Print every one of the records below verbatim, line by line, with nothing altered.

(Stored data entries)
— BEGIN —

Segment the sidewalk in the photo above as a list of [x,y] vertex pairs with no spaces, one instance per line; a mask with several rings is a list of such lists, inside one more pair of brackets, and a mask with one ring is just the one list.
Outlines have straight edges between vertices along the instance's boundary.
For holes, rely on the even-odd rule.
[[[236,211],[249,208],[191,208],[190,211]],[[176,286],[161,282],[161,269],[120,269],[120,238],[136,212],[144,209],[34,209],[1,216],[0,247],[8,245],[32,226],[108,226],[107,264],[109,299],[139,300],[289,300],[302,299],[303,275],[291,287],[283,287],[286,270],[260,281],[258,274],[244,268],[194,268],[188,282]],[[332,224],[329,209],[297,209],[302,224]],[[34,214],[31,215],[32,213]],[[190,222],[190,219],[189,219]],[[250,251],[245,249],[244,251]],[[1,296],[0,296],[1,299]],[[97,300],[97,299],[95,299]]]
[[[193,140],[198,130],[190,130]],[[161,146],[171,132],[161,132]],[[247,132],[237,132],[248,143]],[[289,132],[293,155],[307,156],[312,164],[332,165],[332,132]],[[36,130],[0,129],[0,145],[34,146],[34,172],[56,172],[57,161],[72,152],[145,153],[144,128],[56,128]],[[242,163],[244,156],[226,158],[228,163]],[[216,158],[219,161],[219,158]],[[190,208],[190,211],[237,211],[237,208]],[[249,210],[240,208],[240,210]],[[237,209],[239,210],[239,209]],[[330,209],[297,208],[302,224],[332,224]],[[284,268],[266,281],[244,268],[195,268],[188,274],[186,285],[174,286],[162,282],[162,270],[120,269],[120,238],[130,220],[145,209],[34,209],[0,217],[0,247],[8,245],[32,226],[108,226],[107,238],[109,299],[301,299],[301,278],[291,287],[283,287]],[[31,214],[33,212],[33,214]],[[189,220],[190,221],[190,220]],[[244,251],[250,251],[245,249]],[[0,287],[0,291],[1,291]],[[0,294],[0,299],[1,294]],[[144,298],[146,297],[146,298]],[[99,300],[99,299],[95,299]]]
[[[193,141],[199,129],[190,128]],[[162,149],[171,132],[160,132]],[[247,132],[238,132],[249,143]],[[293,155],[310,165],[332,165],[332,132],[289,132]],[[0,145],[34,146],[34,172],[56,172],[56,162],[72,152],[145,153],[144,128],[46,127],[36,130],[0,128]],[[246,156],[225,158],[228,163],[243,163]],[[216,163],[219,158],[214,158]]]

— END —

EXPECTED ANSWER =>
Segment the sidewalk in the photo above as a list of [x,y] vertex pairs with no spaces, one instance per line; a mask with several rings is a list of such lists, inside one more pair of brackets, and a mask with one ring is just the one list.
Outlines have straight edges between vertices along the instance's boundary.
For holes, rely on the even-odd rule.
[[[236,211],[249,208],[191,208],[190,211]],[[176,286],[161,282],[161,269],[120,269],[120,238],[136,212],[144,209],[34,209],[1,216],[0,247],[8,245],[32,226],[108,226],[107,264],[109,299],[139,300],[289,300],[302,299],[303,275],[291,287],[283,287],[286,270],[260,281],[258,274],[244,268],[194,268],[188,282]],[[332,224],[329,209],[297,209],[302,224]],[[34,214],[31,215],[32,213]],[[190,222],[190,219],[189,219]],[[250,251],[245,249],[244,251]],[[1,296],[0,296],[1,299]],[[97,300],[97,299],[95,299]]]
[[[193,140],[198,130],[190,130]],[[161,146],[171,132],[161,132]],[[247,132],[237,132],[248,143]],[[289,132],[293,155],[307,156],[312,164],[332,165],[332,132]],[[36,130],[0,129],[0,145],[34,146],[34,172],[56,172],[57,161],[72,152],[145,153],[144,128],[56,128]],[[242,163],[244,156],[226,158],[228,163]],[[216,158],[219,161],[219,158]],[[190,208],[190,211],[237,211],[237,208]],[[249,210],[240,208],[240,210]],[[237,209],[239,210],[239,209]],[[330,209],[297,208],[302,224],[332,224]],[[284,268],[266,281],[244,268],[195,268],[188,274],[186,285],[174,286],[162,282],[162,270],[120,269],[120,238],[130,220],[145,209],[34,209],[0,217],[0,247],[8,245],[32,226],[108,226],[107,238],[109,299],[301,299],[301,278],[291,287],[283,287]],[[31,214],[33,212],[33,214]],[[189,220],[190,221],[190,220]],[[244,251],[250,251],[245,249]],[[0,287],[0,291],[1,291]],[[0,294],[0,299],[1,294]],[[144,298],[146,297],[146,298]],[[99,300],[99,299],[95,299]]]
[[[193,141],[199,129],[190,128]],[[162,149],[171,132],[160,132]],[[247,132],[238,132],[249,143]],[[293,155],[310,165],[332,165],[332,132],[289,132]],[[0,145],[34,146],[34,172],[56,172],[56,162],[72,152],[145,153],[144,128],[46,127],[36,130],[0,128]],[[246,156],[225,158],[228,163],[243,163]],[[216,163],[219,158],[214,158]]]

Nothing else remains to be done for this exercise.